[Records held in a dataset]
§

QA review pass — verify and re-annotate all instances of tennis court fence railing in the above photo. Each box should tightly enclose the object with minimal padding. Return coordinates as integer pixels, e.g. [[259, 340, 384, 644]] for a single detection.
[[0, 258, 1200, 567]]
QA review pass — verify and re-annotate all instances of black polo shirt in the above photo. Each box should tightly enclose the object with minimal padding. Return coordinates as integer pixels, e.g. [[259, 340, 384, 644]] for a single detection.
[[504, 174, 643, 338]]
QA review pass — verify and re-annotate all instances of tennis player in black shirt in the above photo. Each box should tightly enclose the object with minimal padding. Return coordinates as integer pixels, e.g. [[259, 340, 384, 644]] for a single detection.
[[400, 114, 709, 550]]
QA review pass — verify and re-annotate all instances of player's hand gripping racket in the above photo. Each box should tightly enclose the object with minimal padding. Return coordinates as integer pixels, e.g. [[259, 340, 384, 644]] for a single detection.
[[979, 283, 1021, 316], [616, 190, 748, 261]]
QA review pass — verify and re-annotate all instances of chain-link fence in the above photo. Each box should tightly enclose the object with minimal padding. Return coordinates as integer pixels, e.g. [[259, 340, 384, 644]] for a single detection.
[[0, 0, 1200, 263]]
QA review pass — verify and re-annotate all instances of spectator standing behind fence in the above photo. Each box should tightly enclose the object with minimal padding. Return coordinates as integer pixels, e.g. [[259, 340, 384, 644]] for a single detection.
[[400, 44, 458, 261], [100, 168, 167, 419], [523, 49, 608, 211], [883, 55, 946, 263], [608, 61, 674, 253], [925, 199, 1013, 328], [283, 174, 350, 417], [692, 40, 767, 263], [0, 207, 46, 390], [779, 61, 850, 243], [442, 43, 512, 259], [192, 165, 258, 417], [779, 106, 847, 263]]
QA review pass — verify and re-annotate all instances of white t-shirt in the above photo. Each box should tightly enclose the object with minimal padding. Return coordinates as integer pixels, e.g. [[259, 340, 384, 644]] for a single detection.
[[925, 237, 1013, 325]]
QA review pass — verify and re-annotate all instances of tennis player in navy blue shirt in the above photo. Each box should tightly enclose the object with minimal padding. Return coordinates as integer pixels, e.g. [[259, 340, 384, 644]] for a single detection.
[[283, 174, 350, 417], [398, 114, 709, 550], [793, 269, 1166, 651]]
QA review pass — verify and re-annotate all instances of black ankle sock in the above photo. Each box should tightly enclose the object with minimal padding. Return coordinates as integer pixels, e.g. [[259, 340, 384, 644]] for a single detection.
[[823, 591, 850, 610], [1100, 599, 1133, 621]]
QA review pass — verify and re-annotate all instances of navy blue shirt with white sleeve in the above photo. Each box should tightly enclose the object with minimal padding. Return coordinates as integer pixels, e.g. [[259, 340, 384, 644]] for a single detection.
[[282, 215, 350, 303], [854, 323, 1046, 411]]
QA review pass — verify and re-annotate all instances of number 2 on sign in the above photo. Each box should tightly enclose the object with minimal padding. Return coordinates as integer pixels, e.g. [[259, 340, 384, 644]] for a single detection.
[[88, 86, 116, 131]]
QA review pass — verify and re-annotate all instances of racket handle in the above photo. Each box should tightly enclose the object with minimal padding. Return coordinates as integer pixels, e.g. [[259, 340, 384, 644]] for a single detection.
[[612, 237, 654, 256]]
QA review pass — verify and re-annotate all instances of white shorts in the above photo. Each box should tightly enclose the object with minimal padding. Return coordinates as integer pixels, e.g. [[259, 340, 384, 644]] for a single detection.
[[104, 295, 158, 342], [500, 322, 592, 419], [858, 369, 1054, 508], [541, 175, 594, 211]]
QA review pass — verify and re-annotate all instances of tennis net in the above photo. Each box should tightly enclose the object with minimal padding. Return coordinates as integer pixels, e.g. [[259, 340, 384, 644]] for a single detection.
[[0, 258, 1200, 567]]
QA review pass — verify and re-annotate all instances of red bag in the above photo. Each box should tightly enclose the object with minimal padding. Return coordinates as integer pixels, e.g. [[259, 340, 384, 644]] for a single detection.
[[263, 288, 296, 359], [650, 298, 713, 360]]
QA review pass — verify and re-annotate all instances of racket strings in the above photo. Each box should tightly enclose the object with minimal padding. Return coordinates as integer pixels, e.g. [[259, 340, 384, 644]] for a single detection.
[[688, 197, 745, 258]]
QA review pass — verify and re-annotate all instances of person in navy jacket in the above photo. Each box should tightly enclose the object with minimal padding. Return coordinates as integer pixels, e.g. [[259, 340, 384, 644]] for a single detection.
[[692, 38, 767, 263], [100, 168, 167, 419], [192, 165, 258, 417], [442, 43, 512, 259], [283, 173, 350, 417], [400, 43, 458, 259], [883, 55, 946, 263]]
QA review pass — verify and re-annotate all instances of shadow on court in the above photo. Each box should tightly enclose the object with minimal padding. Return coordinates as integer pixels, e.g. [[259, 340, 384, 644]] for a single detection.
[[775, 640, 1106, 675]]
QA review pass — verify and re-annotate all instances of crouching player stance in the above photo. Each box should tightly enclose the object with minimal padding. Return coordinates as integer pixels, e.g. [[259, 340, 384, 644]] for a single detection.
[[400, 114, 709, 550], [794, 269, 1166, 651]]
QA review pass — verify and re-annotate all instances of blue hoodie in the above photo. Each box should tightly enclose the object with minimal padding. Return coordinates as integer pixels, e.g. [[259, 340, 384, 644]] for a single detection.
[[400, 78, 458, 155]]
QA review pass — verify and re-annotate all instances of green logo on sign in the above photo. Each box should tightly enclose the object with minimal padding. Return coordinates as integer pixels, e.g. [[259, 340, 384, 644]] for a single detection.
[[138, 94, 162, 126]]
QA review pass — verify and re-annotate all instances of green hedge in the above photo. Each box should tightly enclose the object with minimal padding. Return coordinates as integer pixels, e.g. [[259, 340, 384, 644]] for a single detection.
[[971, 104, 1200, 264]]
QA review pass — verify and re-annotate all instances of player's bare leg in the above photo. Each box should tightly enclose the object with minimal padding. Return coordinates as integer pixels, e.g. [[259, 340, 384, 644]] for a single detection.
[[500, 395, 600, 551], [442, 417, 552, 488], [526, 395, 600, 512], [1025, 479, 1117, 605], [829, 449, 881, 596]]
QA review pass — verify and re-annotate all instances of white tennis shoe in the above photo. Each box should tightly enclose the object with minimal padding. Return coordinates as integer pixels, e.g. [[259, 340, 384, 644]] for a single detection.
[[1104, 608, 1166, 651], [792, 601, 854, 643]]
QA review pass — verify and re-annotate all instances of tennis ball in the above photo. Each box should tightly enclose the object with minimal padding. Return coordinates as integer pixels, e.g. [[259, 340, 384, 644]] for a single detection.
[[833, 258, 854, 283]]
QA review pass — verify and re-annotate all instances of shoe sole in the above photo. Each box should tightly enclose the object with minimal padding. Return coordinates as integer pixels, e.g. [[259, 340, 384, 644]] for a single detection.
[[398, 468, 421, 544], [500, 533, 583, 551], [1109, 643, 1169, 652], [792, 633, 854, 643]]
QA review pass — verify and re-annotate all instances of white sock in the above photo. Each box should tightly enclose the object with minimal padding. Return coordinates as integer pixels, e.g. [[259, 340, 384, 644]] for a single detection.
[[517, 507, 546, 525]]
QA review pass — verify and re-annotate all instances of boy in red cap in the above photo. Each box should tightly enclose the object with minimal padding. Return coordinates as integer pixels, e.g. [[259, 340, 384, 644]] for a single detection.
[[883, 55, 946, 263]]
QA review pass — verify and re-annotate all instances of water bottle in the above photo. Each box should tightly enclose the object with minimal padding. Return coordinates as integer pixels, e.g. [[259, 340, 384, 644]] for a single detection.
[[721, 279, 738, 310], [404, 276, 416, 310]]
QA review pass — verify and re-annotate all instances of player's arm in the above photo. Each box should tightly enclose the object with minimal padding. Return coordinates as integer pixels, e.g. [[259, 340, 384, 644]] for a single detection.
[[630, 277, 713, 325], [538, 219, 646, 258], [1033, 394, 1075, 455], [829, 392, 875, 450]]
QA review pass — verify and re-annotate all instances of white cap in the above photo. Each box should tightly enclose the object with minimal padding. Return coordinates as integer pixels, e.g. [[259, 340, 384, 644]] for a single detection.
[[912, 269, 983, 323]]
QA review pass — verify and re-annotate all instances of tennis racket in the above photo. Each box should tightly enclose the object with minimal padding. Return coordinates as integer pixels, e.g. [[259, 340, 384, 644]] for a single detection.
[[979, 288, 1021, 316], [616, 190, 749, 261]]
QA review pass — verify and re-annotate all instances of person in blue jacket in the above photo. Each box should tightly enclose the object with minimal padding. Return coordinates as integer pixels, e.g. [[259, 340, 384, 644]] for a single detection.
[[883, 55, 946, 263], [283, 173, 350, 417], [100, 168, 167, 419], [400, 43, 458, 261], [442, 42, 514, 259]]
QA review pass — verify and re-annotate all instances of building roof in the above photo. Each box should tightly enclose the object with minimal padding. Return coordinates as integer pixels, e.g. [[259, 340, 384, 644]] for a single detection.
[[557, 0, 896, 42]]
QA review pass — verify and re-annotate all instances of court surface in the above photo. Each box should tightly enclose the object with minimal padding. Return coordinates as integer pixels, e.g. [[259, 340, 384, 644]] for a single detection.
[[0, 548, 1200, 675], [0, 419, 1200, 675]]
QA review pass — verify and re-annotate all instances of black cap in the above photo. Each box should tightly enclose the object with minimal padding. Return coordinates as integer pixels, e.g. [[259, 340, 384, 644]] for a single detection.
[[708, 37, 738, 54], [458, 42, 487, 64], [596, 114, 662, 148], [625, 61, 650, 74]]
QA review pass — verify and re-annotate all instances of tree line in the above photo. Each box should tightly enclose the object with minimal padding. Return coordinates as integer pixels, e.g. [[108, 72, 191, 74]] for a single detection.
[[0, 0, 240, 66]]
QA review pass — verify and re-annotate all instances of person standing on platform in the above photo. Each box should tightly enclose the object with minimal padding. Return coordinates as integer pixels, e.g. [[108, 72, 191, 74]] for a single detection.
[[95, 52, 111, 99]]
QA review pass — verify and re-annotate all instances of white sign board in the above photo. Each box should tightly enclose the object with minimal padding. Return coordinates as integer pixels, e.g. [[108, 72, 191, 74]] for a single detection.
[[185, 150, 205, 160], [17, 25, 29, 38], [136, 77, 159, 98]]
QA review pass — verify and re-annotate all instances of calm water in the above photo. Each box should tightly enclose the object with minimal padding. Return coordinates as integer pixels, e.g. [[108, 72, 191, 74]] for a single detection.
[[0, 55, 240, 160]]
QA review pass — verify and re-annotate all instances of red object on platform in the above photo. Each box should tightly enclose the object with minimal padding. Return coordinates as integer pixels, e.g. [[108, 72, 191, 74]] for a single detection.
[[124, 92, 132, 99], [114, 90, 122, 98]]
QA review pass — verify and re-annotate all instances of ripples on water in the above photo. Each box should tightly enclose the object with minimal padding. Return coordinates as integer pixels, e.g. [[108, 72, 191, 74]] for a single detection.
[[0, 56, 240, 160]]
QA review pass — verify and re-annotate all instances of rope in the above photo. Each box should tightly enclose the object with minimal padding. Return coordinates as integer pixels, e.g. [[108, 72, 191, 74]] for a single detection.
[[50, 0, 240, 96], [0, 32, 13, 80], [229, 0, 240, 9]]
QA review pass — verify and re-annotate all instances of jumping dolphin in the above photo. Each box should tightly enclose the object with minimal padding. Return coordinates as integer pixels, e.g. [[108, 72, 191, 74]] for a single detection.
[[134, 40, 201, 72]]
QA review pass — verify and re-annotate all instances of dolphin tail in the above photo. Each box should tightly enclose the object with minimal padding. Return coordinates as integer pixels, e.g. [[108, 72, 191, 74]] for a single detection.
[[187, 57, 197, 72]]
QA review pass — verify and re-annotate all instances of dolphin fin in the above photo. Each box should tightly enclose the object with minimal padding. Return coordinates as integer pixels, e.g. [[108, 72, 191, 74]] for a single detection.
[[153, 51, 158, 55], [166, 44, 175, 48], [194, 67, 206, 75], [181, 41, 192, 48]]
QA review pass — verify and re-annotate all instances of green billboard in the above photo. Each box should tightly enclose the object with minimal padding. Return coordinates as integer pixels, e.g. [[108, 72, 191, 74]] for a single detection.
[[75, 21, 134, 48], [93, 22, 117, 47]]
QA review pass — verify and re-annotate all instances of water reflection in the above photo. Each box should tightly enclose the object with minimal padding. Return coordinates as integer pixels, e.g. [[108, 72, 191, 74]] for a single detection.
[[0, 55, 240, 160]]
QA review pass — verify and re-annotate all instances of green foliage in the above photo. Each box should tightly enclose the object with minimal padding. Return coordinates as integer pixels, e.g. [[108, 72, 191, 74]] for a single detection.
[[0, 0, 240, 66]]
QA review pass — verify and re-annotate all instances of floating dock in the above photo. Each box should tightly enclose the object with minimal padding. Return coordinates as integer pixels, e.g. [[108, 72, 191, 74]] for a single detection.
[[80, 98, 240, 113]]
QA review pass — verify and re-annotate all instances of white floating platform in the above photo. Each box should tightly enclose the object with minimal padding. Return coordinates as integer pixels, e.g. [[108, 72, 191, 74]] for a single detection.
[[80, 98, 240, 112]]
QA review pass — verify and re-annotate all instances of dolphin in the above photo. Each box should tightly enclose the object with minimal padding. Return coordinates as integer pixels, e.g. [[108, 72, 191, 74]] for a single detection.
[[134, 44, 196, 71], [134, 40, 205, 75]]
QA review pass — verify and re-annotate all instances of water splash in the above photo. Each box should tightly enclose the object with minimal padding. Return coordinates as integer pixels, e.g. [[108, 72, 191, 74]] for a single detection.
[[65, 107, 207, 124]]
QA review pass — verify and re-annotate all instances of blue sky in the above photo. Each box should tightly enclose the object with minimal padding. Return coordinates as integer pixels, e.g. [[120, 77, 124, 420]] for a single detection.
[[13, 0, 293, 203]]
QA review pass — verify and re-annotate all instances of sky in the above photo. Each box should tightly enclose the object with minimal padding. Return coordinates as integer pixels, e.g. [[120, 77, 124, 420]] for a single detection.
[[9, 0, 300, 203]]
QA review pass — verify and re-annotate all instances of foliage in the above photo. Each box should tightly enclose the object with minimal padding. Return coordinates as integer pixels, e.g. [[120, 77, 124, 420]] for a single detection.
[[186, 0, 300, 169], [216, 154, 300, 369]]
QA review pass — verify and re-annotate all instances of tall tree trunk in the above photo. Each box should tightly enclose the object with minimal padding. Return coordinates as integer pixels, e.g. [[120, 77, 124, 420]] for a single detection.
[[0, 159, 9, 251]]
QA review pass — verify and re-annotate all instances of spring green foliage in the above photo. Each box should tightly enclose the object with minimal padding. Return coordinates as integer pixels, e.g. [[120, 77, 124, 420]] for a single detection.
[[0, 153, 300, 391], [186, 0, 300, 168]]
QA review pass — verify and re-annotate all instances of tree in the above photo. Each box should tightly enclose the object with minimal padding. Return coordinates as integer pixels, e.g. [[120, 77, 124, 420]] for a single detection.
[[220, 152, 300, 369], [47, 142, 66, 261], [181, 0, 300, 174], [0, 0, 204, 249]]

§

(OBJECTIVE):
Copy out, word for word, the lines of the material from the line containing "of black ankle" through the line containing "[[282, 215, 350, 303], [854, 323, 1046, 411]]", both of those lines included.

(RESPONSE TO THIS EXERCISE):
QA review pass — verify and re-annotate all instances of black ankle sock in the above photo. Each box should tightly enclose the object with minimal padding. Return coordinates as integer pixels, e.g. [[259, 340, 384, 644]] for a single detection.
[[823, 591, 850, 610], [1100, 599, 1133, 621]]
QA review pass — verify and re-annotate all instances of navy blue shirt with white sleeve in the above photo. Each box should tightly enclose the object with minimal padding. Return coordinates as integer pixels, e.g. [[259, 340, 384, 644]] for a single detection.
[[282, 215, 350, 303], [854, 323, 1046, 411]]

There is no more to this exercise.